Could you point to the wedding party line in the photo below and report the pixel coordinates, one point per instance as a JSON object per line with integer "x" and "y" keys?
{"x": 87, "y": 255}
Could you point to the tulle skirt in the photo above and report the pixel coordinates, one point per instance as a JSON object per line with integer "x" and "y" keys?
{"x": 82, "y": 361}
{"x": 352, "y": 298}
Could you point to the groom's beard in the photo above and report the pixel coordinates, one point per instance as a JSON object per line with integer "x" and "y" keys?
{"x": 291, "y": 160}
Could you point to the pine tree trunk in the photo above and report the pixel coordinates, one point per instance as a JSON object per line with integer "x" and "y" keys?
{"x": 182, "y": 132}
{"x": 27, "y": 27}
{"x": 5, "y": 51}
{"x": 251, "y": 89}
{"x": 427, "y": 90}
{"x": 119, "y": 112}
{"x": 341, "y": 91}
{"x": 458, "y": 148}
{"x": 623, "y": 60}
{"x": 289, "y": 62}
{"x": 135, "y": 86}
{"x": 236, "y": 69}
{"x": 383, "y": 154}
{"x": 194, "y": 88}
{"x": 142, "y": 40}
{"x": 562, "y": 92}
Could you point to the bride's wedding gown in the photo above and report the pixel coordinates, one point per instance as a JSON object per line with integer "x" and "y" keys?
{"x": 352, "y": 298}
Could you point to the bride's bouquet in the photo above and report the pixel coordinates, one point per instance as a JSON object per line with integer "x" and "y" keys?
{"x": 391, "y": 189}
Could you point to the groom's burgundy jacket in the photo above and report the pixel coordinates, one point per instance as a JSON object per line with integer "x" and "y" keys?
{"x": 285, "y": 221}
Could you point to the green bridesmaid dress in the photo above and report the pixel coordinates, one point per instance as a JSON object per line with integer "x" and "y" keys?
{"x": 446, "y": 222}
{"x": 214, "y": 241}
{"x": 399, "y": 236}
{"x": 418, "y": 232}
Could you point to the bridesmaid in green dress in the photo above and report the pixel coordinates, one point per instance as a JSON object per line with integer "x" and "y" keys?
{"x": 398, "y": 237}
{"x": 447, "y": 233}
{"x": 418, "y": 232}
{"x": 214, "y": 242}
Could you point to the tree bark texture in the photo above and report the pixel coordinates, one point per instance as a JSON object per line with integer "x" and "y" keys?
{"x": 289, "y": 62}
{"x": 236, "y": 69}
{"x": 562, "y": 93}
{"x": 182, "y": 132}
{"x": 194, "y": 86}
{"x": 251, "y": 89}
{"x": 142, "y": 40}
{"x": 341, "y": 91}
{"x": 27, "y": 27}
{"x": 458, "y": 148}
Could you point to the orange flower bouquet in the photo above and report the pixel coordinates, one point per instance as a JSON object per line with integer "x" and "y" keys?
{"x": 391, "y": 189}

****

__Problem__. Having found the line with "Could you point to the tree", please set it down along with every line after it through the end of the material above, exactly and with nothing added.

__Worked solution__.
Could you point to the tree bark texture in the photo above and report the pixel coordinates, one point per instance as a JSON object per line with integer "x" and "y" keys?
{"x": 289, "y": 62}
{"x": 236, "y": 69}
{"x": 562, "y": 93}
{"x": 182, "y": 132}
{"x": 194, "y": 86}
{"x": 251, "y": 89}
{"x": 142, "y": 40}
{"x": 341, "y": 91}
{"x": 27, "y": 27}
{"x": 458, "y": 148}
Could you point to the orange flower bouquet in the photo above and report the pixel coordinates, one point per instance as a JSON object per line with integer "x" and "y" keys?
{"x": 391, "y": 189}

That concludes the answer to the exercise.